** START OF Source document **

Sunday, June 16, 2013
User Messages - Use 'em or Lose 'em
The time in question was the late 1980s, a time of much upheaval in the telecommunications industry due to the aftermath of Judge Green's order breaking up the Bell System. While that era and all of the events surrounding it had immense impact on many people and companies, one fallout of the situation was the opening up to many companies of business opportunities previously the exclusive domain of Western Electric and Bell Labs. The one in which I was intimately involved was an application called AMA TeleProcessing Systems (AMATPS). The systems to implement this application were the first fully-automated replacement of various physical transportation approaches to collecting Call Detail Records (CDRs) from telephone switching equipment to central locations for various purposes, the principal one at the time being customer billing. A group of former GTE executives and private investors acquired the assets of a company named Pacific Western Engineering, eventually renaming it Telematic Products. After an ill-fated attempt to leverage their former GTE business contacts to capture the GTE-equivalent AMATPS opportunity, the company had the fortunate good timing to be able to respond to Pacific Bell's RFP for AMATPS (each RBOC tendered their own solicitations, "independently" from the old AT&T/Bell Labs/Western Electric default product selection choice). Against all odds, Telematic won the business and proceeded to deploy their solution, the UTS-4000 AMAT and a DEC VAX Collector solution. It was about the time of Telematic having won this watershed business that I was hired as their VP, Engineering. There is a whole back story on that hiring, but it's for another blog posting (working title: "Biker Rusty and the Workshop Pub Incident").

** END OF Source document **
** START OF Data extract **

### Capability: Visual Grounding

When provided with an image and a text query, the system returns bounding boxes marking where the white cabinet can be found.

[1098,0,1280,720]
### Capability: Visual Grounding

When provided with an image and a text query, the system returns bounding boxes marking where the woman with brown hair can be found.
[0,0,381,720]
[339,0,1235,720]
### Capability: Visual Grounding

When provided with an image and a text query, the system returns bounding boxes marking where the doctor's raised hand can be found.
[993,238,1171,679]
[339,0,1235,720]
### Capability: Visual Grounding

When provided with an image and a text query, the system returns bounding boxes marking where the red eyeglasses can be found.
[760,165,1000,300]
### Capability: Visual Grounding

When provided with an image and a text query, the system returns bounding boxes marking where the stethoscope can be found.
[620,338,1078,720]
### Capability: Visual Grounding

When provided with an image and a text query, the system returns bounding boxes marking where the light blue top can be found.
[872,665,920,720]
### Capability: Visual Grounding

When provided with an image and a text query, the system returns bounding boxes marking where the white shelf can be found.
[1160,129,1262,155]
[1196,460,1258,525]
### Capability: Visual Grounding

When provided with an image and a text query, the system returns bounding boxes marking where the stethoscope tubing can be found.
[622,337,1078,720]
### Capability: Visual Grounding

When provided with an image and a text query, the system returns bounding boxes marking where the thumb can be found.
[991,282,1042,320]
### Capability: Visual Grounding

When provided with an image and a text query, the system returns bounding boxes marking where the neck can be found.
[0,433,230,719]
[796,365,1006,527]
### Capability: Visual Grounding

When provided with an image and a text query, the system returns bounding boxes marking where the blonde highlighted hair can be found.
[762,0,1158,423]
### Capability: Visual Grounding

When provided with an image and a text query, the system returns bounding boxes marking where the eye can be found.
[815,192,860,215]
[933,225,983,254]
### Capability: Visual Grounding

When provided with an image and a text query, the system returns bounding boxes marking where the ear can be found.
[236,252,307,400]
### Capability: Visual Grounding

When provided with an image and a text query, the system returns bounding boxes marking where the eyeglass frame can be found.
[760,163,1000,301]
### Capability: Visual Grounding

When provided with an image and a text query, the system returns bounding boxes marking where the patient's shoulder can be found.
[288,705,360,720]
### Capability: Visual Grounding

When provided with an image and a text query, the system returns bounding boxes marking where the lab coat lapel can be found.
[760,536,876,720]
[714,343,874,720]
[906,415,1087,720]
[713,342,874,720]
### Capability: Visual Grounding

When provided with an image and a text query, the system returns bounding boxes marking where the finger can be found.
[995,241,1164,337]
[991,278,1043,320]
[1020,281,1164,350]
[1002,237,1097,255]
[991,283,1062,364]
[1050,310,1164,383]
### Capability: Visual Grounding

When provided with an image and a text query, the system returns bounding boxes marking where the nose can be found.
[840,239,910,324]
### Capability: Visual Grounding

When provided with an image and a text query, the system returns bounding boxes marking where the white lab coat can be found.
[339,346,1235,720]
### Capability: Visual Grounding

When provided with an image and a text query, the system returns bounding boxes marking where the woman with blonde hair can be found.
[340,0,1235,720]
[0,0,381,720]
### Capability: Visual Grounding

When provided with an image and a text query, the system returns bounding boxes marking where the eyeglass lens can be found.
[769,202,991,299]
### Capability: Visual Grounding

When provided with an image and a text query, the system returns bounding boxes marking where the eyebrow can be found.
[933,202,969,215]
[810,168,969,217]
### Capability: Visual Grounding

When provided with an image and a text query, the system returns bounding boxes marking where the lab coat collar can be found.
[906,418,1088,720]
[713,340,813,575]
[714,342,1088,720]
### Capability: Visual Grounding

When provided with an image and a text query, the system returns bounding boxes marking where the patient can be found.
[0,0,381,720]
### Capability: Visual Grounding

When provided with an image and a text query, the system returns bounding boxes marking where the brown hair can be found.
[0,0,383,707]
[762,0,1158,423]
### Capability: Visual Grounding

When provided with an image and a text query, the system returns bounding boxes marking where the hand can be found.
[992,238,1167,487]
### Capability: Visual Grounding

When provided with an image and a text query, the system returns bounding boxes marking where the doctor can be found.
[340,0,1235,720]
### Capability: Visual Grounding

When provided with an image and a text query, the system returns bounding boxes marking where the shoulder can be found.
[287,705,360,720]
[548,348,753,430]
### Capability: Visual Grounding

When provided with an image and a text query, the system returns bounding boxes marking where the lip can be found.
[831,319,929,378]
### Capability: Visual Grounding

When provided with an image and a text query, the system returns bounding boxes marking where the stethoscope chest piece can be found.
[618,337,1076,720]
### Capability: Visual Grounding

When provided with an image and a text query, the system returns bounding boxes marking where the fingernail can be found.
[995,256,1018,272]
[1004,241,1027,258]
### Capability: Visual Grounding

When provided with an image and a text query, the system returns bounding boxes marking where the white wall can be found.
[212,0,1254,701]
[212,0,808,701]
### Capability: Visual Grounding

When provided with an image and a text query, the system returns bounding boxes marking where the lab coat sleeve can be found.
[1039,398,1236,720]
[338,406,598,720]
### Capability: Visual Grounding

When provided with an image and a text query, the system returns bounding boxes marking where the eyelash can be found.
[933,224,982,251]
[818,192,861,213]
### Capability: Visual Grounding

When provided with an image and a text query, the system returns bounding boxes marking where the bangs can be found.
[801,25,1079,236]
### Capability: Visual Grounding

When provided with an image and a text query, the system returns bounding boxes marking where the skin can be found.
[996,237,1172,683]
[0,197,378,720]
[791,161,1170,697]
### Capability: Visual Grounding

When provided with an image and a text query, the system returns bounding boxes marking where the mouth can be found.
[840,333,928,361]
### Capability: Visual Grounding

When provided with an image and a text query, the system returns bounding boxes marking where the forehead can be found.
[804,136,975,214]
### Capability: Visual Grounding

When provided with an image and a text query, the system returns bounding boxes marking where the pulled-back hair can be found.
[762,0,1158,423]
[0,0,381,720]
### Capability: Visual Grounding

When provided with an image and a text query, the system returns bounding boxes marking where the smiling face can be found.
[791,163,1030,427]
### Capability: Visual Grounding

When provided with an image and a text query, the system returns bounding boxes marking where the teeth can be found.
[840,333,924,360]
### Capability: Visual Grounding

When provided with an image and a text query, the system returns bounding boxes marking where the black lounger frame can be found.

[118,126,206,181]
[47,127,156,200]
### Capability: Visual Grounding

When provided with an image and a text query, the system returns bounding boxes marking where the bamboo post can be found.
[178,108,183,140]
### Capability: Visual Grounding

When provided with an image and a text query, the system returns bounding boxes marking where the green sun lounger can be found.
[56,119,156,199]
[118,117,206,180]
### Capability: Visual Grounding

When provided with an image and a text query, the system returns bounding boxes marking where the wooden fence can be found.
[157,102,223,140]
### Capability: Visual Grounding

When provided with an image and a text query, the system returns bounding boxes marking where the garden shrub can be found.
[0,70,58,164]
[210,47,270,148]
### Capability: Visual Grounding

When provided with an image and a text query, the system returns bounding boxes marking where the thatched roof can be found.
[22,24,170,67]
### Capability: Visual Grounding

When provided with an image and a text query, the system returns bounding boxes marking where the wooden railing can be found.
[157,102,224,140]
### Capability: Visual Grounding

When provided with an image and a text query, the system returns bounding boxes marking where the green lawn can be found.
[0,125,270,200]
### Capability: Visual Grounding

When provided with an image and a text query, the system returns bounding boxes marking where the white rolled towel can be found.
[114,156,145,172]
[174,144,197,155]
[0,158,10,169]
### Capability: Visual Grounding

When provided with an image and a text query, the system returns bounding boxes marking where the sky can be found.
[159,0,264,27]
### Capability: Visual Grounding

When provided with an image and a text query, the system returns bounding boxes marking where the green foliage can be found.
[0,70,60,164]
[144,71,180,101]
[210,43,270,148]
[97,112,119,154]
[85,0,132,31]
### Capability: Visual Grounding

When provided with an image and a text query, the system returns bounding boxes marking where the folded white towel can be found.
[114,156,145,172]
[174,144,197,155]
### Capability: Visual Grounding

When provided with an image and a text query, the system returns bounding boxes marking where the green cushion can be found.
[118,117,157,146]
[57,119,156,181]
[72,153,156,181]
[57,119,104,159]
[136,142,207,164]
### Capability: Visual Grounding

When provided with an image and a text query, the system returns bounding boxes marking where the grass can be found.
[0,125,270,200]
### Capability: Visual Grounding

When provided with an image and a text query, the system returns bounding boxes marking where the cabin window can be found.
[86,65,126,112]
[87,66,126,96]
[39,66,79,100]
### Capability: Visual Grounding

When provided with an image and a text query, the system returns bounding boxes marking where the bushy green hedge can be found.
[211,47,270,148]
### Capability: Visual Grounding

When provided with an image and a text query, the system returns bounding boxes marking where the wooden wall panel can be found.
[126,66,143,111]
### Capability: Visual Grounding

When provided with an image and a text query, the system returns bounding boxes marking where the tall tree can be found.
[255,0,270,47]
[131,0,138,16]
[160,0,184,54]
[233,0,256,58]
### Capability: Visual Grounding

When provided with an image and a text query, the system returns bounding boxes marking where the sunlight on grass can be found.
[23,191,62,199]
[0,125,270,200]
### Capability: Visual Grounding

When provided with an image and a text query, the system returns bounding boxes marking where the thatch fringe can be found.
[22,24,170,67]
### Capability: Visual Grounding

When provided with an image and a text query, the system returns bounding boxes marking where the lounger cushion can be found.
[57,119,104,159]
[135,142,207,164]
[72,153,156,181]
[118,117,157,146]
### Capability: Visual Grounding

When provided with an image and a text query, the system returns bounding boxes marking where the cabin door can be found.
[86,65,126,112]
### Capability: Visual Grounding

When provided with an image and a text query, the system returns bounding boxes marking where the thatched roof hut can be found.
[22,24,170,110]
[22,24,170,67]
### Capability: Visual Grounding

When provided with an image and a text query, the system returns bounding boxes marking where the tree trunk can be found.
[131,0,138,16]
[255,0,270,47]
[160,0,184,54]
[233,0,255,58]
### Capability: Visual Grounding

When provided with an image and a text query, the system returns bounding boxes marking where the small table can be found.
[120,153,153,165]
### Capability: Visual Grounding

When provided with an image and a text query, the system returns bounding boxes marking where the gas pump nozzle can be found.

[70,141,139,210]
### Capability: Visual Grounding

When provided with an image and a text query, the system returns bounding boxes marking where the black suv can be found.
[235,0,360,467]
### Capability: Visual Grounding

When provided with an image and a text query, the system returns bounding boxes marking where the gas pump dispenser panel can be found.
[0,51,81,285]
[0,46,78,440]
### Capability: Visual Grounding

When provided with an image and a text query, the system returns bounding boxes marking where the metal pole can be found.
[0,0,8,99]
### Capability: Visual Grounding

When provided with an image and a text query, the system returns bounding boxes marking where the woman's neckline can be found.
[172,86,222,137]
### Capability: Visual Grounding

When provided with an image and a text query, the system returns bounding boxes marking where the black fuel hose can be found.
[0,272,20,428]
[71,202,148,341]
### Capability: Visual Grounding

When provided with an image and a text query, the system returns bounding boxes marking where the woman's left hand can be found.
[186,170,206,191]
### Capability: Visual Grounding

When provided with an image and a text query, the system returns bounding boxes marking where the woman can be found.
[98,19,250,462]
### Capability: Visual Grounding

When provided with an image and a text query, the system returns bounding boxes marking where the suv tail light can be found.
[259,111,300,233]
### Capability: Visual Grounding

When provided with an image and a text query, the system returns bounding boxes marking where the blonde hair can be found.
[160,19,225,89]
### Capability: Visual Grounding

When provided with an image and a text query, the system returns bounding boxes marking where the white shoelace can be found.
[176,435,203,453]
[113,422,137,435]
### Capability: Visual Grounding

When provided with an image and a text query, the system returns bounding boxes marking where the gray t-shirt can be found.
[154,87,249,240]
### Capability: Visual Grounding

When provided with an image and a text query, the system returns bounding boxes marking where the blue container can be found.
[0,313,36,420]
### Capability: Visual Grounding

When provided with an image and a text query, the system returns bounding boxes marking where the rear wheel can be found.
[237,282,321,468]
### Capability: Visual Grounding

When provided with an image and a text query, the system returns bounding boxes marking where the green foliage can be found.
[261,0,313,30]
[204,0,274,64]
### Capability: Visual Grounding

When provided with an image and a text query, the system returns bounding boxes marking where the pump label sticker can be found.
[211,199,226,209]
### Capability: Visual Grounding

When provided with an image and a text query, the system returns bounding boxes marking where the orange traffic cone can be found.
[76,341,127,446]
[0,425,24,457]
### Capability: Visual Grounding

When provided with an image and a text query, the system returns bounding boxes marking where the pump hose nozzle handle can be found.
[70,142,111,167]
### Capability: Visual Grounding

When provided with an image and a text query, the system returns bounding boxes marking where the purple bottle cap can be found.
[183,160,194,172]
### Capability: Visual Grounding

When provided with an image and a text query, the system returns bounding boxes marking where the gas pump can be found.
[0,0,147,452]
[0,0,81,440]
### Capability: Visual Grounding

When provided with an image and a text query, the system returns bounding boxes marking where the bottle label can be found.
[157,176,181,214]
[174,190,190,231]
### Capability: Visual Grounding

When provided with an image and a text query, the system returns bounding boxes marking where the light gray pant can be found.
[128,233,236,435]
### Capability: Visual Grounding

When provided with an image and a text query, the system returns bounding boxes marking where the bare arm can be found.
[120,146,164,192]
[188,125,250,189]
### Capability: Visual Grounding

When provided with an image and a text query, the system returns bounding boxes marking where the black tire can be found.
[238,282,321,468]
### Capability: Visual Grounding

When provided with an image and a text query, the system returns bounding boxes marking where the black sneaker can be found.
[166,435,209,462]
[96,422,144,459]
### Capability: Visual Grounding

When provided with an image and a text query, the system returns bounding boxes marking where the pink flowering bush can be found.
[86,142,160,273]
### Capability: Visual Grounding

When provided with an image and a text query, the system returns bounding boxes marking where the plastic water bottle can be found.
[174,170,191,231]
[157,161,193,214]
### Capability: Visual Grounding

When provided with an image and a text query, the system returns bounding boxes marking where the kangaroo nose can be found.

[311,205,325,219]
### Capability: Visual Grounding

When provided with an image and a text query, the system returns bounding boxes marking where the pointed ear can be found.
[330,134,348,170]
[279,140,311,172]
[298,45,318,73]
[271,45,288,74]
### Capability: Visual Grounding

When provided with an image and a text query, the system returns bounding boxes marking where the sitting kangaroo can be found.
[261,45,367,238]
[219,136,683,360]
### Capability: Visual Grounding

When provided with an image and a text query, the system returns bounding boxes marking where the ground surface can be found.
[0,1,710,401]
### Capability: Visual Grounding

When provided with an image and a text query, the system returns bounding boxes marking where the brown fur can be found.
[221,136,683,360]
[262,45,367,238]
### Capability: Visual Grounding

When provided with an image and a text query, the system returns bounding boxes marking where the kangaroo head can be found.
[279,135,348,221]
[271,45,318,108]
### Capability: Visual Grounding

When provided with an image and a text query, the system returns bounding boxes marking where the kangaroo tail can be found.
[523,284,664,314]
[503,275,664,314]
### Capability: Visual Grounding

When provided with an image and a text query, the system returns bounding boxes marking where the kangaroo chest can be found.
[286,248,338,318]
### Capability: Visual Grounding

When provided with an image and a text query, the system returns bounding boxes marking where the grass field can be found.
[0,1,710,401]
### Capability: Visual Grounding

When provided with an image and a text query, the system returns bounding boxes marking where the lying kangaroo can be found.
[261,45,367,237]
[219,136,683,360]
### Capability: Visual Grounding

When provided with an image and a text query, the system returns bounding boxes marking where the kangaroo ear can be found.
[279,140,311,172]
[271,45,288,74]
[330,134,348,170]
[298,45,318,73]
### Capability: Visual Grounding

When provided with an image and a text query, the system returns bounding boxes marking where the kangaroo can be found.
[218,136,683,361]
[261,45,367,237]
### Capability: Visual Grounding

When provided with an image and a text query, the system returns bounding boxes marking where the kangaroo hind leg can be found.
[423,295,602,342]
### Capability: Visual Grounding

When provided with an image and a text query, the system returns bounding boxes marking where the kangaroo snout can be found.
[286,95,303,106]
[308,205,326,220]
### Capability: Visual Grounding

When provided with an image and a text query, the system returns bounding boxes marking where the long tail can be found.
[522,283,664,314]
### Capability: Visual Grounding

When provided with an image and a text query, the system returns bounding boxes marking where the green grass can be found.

** END OF Data extract **

- **Task requirements**:
1 > Please print the listing from its first line through the line containing "[872,665,920,720]", including both of those lines.
2 > Carry on the blog post about Telematic Products and AMATPS, picking up after its final sentence.

- **Results by task**:
1 >
### Capability: Visual Grounding

When provided with an image and a text query, the system returns bounding boxes marking where the white cabinet can be found.

[1098,0,1280,720]
### Capability: Visual Grounding

When provided with an image and a text query, the system returns bounding boxes marking where the woman with brown hair can be found.
[0,0,381,720]
[339,0,1235,720]
### Capability: Visual Grounding

When provided with an image and a text query, the system returns bounding boxes marking where the doctor's raised hand can be found.
[993,238,1171,679]
[339,0,1235,720]
### Capability: Visual Grounding

When provided with an image and a text query, the system returns bounding boxes marking where the red eyeglasses can be found.
[760,165,1000,300]
### Capability: Visual Grounding

When provided with an image and a text query, the system returns bounding boxes marking where the stethoscope can be found.
[620,338,1078,720]
### Capability: Visual Grounding

When provided with an image and a text query, the system returns bounding boxes marking where the light blue top can be found.
[872,665,920,720]

2 >
There are a whole set of blog postings that come to mind for lessons learned over the next 3-4 years, but leave it for now that a small private company like Telematic had many hard days that it had to endure to conform to the expectations of 50+ years of Bell System Practices (BSPs) which our best (and virtually only) customer imposed upon the company. Eventually, the Collector system component was displaced, Bell System-wide, by an AT&T solution, but Telematic leveraged their perseverance and success in implementing Pacific Bell's deployment that we secured 5 of the 7 RBOCs (AT&T won Bell South, though at the expense of a $1 million settlement with Telematic due to issues surrounding the selection process, and TeleSciences Corporation won US West--the subject of two Harvard Business School case studies in which I was also intimately involved, but that's for yet another blog posting). One thing to bear in mind concerning AMATPS is the fact that long distance and intra-LATA toll charges in that era amounted to charges of around $2.50 per CDR. Pacific Bell alone accounted for well in excess of one million CDRs per day, so it goes without saying that the availability requirements of an AMATPS system were stringent. Telematic's UTS-4000 AMAT operating during its entire production phase without the loss of a single CDR over a period of at least a decade. This was accomplished via a 100% redundancy design approach, with no single point of failure capable of interruption of the operation of the unit.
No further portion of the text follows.